* [DATA SHOWN]:
======
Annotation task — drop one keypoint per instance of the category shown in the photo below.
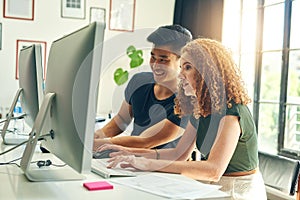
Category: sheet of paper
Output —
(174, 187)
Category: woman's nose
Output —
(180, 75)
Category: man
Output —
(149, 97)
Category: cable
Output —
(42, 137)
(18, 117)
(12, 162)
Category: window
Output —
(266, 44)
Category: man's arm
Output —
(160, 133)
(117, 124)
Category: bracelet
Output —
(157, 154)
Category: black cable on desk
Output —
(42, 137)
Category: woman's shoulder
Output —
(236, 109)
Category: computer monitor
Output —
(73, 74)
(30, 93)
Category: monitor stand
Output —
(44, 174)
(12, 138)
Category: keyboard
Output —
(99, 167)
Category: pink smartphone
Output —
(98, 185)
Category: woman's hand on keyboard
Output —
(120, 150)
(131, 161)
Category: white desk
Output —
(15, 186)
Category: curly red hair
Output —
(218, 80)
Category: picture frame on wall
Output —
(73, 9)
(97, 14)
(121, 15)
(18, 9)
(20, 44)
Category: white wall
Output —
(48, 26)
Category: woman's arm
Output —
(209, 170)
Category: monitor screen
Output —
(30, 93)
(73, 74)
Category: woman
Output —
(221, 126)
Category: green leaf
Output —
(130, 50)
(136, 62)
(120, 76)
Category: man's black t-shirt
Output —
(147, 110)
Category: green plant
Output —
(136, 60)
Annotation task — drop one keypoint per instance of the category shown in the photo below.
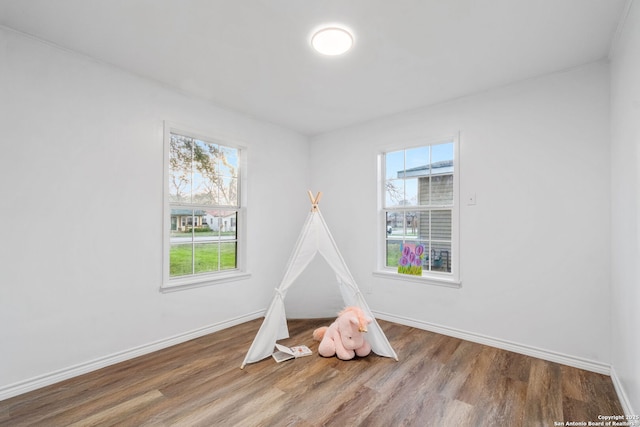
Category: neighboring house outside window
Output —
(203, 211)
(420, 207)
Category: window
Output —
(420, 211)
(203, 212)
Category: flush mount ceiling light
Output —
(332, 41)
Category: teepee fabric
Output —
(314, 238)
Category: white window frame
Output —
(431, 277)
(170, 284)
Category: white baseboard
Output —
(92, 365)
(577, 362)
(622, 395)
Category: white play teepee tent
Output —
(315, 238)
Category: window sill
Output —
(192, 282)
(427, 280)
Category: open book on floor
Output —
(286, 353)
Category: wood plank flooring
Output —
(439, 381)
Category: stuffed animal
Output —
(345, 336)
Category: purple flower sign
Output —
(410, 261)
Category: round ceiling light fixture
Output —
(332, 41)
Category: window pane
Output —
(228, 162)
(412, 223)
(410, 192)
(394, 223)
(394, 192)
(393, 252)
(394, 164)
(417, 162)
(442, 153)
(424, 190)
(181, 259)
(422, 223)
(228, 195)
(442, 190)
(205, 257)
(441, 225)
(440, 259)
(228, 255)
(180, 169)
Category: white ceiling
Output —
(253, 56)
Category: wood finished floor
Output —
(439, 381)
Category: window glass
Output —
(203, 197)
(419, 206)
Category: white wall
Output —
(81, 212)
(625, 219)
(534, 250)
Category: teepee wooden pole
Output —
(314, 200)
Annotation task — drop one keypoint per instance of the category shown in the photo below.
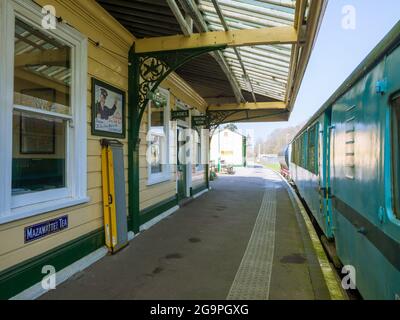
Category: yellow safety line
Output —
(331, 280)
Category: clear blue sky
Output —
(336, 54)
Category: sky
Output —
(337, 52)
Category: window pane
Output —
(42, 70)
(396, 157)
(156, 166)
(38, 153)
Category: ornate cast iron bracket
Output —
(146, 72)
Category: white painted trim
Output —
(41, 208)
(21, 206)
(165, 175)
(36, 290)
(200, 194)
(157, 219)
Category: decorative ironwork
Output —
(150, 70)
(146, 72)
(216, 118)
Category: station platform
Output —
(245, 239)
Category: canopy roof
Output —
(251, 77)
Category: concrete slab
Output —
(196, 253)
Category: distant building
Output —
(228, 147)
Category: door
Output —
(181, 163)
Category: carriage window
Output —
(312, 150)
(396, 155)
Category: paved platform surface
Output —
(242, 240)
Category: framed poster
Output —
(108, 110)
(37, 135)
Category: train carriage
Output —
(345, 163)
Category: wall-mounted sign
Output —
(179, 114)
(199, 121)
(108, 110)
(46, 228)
======
* [INSTRUCTIONS TO FOLLOW]:
Among the records above, find the lines where the word "keyboard" appears and copy them.

* [EXERCISE ANSWER]:
Category: keyboard
Category: woman's hand on keyboard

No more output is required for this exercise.